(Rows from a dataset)
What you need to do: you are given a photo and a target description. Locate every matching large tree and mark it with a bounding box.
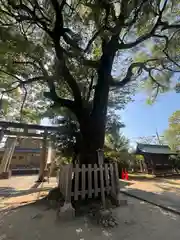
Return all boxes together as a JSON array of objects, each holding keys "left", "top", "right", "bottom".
[{"left": 0, "top": 0, "right": 180, "bottom": 163}]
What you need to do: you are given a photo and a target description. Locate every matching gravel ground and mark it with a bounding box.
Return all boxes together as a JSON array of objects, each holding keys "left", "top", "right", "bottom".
[
  {"left": 0, "top": 176, "right": 180, "bottom": 240},
  {"left": 0, "top": 197, "right": 180, "bottom": 240}
]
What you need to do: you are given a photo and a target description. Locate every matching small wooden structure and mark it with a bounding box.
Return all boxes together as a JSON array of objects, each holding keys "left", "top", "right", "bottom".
[
  {"left": 59, "top": 152, "right": 120, "bottom": 206},
  {"left": 0, "top": 121, "right": 61, "bottom": 180},
  {"left": 135, "top": 143, "right": 177, "bottom": 175}
]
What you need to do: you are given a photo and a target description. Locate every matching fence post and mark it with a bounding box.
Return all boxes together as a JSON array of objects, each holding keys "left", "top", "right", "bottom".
[
  {"left": 99, "top": 164, "right": 106, "bottom": 208},
  {"left": 66, "top": 164, "right": 73, "bottom": 203},
  {"left": 74, "top": 164, "right": 79, "bottom": 201}
]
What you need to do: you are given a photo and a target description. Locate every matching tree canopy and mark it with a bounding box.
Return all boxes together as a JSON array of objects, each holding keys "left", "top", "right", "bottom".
[
  {"left": 0, "top": 0, "right": 180, "bottom": 163},
  {"left": 164, "top": 110, "right": 180, "bottom": 151}
]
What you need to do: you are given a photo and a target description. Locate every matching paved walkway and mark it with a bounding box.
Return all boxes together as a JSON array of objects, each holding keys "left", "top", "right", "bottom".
[{"left": 121, "top": 180, "right": 180, "bottom": 214}]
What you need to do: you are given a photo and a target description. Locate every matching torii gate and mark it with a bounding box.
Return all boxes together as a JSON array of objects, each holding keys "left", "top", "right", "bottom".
[{"left": 0, "top": 121, "right": 63, "bottom": 182}]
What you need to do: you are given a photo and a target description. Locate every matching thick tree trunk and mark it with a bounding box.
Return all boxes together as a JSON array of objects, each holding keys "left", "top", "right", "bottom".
[{"left": 79, "top": 117, "right": 105, "bottom": 164}]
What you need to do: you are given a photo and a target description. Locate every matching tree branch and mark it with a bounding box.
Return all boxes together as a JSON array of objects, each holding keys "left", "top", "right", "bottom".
[{"left": 118, "top": 0, "right": 168, "bottom": 49}]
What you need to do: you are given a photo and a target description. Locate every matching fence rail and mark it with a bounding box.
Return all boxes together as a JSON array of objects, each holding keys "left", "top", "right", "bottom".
[{"left": 59, "top": 163, "right": 119, "bottom": 204}]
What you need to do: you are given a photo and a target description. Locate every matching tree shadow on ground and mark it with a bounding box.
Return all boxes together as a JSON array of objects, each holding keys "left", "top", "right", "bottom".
[{"left": 0, "top": 186, "right": 52, "bottom": 198}]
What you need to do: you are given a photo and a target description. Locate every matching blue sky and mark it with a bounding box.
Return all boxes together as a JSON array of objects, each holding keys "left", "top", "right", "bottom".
[
  {"left": 42, "top": 92, "right": 180, "bottom": 142},
  {"left": 120, "top": 92, "right": 180, "bottom": 141}
]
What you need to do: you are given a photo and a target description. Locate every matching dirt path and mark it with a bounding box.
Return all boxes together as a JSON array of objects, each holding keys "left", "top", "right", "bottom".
[
  {"left": 0, "top": 174, "right": 180, "bottom": 240},
  {"left": 0, "top": 195, "right": 180, "bottom": 240}
]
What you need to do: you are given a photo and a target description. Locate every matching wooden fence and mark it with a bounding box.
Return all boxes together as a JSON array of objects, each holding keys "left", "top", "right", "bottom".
[{"left": 59, "top": 163, "right": 119, "bottom": 205}]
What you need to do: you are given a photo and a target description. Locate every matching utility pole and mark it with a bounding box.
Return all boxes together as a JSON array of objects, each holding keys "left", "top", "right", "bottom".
[{"left": 156, "top": 129, "right": 162, "bottom": 145}]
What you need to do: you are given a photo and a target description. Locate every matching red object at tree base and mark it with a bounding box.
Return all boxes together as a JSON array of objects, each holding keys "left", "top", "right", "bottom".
[{"left": 125, "top": 170, "right": 129, "bottom": 180}]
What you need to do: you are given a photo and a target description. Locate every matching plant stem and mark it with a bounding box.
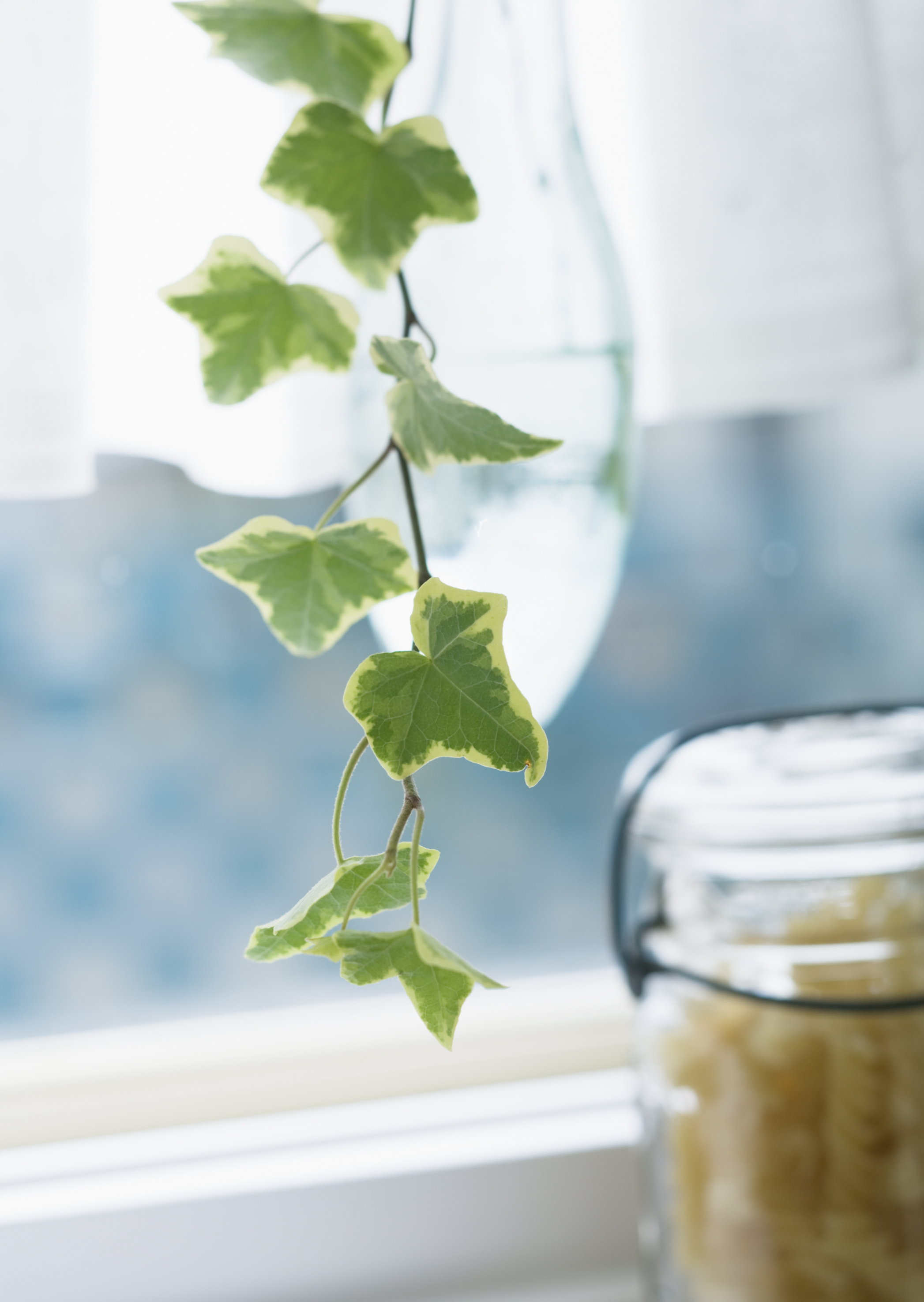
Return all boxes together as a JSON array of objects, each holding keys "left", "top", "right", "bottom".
[
  {"left": 411, "top": 805, "right": 423, "bottom": 927},
  {"left": 285, "top": 240, "right": 324, "bottom": 280},
  {"left": 333, "top": 733, "right": 370, "bottom": 867},
  {"left": 340, "top": 865, "right": 384, "bottom": 931},
  {"left": 397, "top": 448, "right": 433, "bottom": 587},
  {"left": 405, "top": 0, "right": 417, "bottom": 59},
  {"left": 315, "top": 439, "right": 401, "bottom": 533},
  {"left": 381, "top": 0, "right": 417, "bottom": 132},
  {"left": 398, "top": 271, "right": 436, "bottom": 362}
]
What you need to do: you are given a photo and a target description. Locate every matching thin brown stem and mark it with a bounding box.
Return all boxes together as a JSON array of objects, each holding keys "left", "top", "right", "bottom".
[
  {"left": 285, "top": 240, "right": 324, "bottom": 280},
  {"left": 398, "top": 271, "right": 436, "bottom": 362},
  {"left": 397, "top": 448, "right": 433, "bottom": 587},
  {"left": 381, "top": 0, "right": 417, "bottom": 132},
  {"left": 315, "top": 439, "right": 401, "bottom": 533}
]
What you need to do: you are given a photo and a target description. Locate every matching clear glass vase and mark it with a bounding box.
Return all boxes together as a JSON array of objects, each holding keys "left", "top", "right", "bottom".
[{"left": 350, "top": 0, "right": 632, "bottom": 720}]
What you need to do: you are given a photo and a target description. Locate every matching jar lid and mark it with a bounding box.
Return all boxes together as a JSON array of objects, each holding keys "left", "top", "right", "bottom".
[
  {"left": 634, "top": 707, "right": 924, "bottom": 859},
  {"left": 614, "top": 706, "right": 924, "bottom": 1006}
]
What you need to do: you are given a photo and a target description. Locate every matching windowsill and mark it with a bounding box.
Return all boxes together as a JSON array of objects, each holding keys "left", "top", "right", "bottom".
[
  {"left": 0, "top": 971, "right": 639, "bottom": 1302},
  {"left": 0, "top": 970, "right": 631, "bottom": 1148}
]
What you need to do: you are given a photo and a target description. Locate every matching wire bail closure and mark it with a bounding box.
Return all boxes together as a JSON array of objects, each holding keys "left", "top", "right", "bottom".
[{"left": 610, "top": 702, "right": 924, "bottom": 1013}]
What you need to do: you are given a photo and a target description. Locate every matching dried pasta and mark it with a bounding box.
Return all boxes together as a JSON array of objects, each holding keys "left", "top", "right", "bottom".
[{"left": 656, "top": 880, "right": 924, "bottom": 1302}]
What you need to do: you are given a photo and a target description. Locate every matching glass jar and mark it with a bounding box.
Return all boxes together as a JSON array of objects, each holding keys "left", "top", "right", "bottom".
[
  {"left": 614, "top": 707, "right": 924, "bottom": 1302},
  {"left": 349, "top": 0, "right": 632, "bottom": 720}
]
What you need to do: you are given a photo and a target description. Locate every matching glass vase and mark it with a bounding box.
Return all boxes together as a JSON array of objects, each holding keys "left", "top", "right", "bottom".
[{"left": 350, "top": 0, "right": 632, "bottom": 721}]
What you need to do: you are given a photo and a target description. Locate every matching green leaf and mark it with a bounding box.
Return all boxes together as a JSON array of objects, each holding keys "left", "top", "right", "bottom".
[
  {"left": 160, "top": 236, "right": 359, "bottom": 405},
  {"left": 244, "top": 841, "right": 440, "bottom": 962},
  {"left": 260, "top": 100, "right": 477, "bottom": 289},
  {"left": 195, "top": 516, "right": 417, "bottom": 656},
  {"left": 344, "top": 578, "right": 548, "bottom": 786},
  {"left": 308, "top": 926, "right": 503, "bottom": 1050},
  {"left": 370, "top": 335, "right": 561, "bottom": 474},
  {"left": 174, "top": 0, "right": 407, "bottom": 112}
]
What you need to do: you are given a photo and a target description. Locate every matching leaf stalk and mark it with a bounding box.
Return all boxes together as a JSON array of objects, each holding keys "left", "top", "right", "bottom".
[
  {"left": 411, "top": 805, "right": 423, "bottom": 927},
  {"left": 315, "top": 439, "right": 401, "bottom": 533},
  {"left": 398, "top": 270, "right": 436, "bottom": 362},
  {"left": 285, "top": 240, "right": 325, "bottom": 280},
  {"left": 333, "top": 733, "right": 370, "bottom": 867},
  {"left": 340, "top": 865, "right": 385, "bottom": 931}
]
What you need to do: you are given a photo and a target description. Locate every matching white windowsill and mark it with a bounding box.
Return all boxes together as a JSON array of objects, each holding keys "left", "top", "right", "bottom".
[
  {"left": 0, "top": 970, "right": 631, "bottom": 1148},
  {"left": 0, "top": 973, "right": 639, "bottom": 1302}
]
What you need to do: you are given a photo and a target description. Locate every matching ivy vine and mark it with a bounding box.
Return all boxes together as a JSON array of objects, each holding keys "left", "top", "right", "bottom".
[{"left": 160, "top": 0, "right": 560, "bottom": 1048}]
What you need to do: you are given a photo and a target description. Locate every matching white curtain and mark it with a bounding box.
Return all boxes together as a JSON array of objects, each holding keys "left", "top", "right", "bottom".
[
  {"left": 0, "top": 0, "right": 924, "bottom": 497},
  {"left": 601, "top": 0, "right": 924, "bottom": 421}
]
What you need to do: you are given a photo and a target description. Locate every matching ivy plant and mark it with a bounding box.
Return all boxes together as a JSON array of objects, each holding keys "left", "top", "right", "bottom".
[{"left": 162, "top": 0, "right": 560, "bottom": 1048}]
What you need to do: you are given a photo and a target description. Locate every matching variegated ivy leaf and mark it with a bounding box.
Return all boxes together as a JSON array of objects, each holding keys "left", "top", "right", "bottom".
[
  {"left": 370, "top": 335, "right": 561, "bottom": 474},
  {"left": 344, "top": 578, "right": 548, "bottom": 786},
  {"left": 244, "top": 841, "right": 440, "bottom": 963},
  {"left": 195, "top": 516, "right": 417, "bottom": 656},
  {"left": 260, "top": 100, "right": 477, "bottom": 289},
  {"left": 160, "top": 236, "right": 359, "bottom": 405},
  {"left": 307, "top": 926, "right": 503, "bottom": 1050},
  {"left": 174, "top": 0, "right": 407, "bottom": 113}
]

▸ PROBLEM REQUIREMENTS
Return every line of the records above that contains the string "plant", matching case exactly.

▸ REPLY
What you need to do: you are given a photo and a target description. Locate every matching plant stem and mark it with a bounding box.
What you need to do: you are given a photo and a target description. Locate every matching ivy plant and mark it with a bounding box.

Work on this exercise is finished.